Stored items:
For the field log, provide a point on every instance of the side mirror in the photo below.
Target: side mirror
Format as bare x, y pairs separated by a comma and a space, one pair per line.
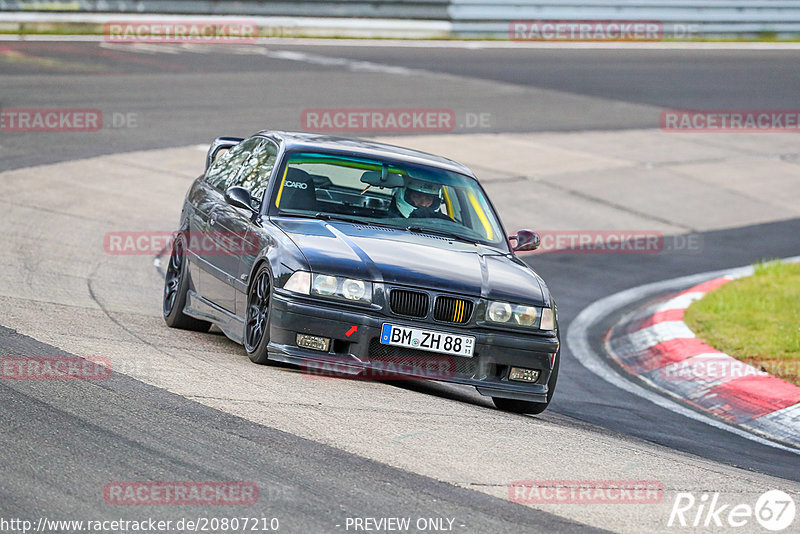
526, 240
220, 143
239, 197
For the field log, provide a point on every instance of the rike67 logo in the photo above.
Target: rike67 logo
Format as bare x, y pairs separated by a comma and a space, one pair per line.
774, 510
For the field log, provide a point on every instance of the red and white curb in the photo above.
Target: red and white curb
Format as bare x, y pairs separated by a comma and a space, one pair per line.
655, 345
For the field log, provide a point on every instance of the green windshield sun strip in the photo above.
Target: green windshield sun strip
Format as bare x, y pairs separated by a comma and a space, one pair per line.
342, 162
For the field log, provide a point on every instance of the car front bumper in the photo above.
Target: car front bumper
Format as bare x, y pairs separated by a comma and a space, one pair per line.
354, 351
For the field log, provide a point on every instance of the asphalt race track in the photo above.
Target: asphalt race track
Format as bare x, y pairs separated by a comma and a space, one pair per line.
184, 406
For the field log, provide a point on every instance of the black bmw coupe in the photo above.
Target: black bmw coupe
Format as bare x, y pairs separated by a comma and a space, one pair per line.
345, 254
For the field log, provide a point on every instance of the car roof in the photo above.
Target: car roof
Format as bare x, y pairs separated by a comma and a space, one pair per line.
364, 147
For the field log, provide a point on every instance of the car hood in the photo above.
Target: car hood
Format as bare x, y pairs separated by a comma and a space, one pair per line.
399, 257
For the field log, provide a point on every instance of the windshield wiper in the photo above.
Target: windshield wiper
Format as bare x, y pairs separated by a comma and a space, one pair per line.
443, 233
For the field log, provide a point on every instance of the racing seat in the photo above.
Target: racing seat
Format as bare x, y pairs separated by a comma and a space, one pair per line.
299, 192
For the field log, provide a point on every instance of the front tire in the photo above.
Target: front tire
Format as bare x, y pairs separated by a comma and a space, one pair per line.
527, 407
256, 327
176, 285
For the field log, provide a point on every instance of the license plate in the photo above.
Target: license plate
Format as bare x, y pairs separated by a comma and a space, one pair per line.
417, 338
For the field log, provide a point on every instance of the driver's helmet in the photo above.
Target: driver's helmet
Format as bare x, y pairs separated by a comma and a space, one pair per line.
405, 203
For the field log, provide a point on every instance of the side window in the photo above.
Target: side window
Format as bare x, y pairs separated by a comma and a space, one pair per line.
225, 169
256, 170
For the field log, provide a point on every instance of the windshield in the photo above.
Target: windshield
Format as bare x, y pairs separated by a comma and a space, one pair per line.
402, 195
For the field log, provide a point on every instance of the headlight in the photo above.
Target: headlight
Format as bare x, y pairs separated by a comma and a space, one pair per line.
524, 315
548, 319
299, 282
519, 315
353, 289
348, 289
499, 312
324, 285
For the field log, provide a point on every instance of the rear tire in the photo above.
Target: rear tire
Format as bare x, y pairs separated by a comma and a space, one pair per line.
176, 285
256, 326
527, 407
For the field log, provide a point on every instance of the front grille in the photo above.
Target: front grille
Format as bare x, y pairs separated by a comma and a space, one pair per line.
399, 358
452, 310
410, 303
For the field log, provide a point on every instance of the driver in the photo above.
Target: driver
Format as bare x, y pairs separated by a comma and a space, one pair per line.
418, 198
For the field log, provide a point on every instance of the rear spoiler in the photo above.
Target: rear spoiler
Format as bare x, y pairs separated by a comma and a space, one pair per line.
220, 143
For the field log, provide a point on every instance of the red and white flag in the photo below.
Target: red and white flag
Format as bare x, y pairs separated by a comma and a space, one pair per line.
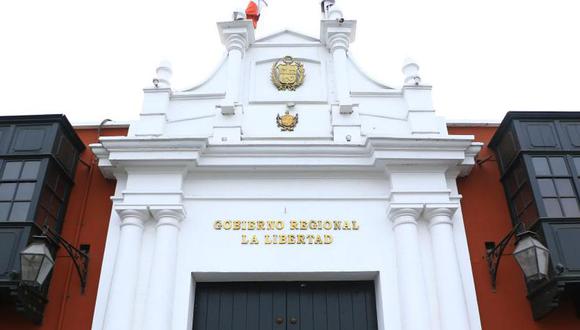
253, 11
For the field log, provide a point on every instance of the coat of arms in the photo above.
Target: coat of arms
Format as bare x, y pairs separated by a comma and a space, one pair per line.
286, 122
287, 74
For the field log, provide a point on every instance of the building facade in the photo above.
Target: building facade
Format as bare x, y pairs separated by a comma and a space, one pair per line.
81, 218
291, 191
291, 171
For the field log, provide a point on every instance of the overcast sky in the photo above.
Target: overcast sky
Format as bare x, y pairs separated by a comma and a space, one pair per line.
91, 59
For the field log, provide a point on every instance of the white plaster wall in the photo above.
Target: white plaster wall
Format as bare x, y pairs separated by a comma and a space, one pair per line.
172, 157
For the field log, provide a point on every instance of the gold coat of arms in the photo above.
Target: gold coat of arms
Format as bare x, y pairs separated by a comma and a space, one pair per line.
287, 74
286, 122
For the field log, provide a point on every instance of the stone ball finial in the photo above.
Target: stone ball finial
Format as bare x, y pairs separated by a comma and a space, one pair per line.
335, 13
411, 71
163, 75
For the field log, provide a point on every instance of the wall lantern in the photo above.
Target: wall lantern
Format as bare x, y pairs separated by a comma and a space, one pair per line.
36, 260
531, 255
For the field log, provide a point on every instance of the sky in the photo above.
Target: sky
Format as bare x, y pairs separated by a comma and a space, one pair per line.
91, 59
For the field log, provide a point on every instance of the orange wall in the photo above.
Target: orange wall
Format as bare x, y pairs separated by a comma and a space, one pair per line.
86, 222
487, 218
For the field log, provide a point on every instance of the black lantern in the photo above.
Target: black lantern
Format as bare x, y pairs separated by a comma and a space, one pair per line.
532, 256
36, 262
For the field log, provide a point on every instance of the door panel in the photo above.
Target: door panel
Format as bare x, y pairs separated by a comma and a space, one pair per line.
285, 306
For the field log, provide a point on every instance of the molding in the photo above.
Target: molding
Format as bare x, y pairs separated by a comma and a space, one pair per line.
197, 96
168, 215
401, 213
134, 215
437, 214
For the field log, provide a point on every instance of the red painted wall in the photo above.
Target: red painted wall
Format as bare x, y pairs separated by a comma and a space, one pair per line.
487, 218
86, 222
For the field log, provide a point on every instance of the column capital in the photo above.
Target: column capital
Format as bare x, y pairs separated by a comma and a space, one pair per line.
236, 35
336, 34
440, 213
404, 213
132, 214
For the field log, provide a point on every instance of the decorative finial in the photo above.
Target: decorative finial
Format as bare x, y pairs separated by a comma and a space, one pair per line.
238, 15
163, 75
325, 7
411, 71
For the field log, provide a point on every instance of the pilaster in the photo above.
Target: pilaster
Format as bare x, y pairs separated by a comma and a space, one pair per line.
159, 304
412, 287
121, 302
450, 291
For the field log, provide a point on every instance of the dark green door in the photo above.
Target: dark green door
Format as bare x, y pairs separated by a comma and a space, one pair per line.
285, 306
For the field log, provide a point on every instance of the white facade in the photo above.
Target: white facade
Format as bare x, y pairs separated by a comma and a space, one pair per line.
360, 152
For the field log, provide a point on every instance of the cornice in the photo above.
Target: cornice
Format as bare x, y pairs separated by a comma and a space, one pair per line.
197, 152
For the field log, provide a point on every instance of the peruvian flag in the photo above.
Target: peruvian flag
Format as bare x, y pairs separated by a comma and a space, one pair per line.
253, 11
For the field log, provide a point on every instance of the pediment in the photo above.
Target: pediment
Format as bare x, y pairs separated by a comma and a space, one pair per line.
287, 37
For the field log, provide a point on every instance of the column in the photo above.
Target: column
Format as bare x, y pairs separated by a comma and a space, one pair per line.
119, 313
337, 34
412, 289
450, 294
158, 310
236, 37
338, 44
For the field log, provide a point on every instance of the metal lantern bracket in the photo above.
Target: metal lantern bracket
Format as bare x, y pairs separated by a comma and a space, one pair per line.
80, 259
494, 253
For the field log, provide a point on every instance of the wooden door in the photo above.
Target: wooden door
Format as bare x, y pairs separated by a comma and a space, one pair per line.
346, 305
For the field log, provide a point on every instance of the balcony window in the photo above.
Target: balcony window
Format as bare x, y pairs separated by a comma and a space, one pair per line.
17, 185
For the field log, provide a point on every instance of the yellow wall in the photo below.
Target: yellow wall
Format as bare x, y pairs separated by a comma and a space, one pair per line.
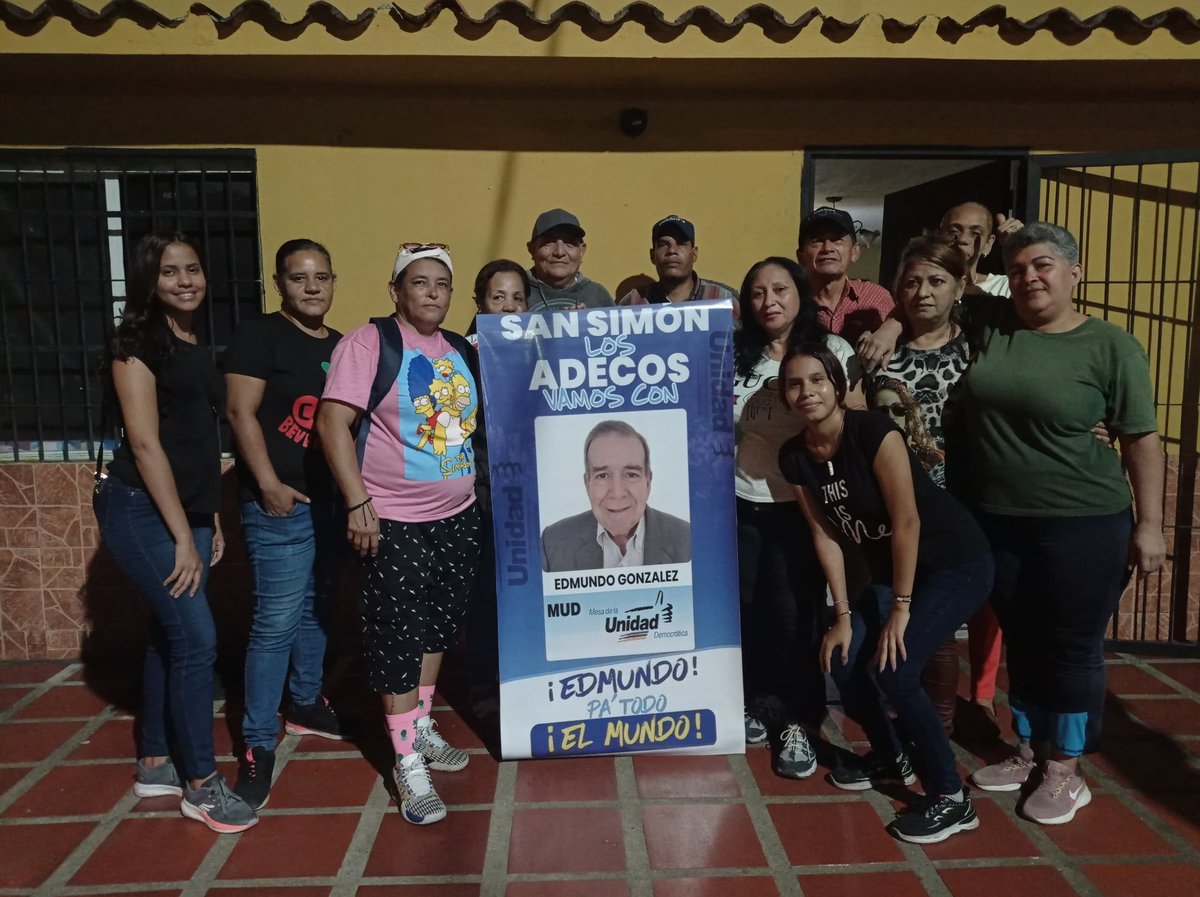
361, 203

Assignment:
Count how many lines of the data include the word "windshield". Your reply should be that number alone.

Expected answer:
6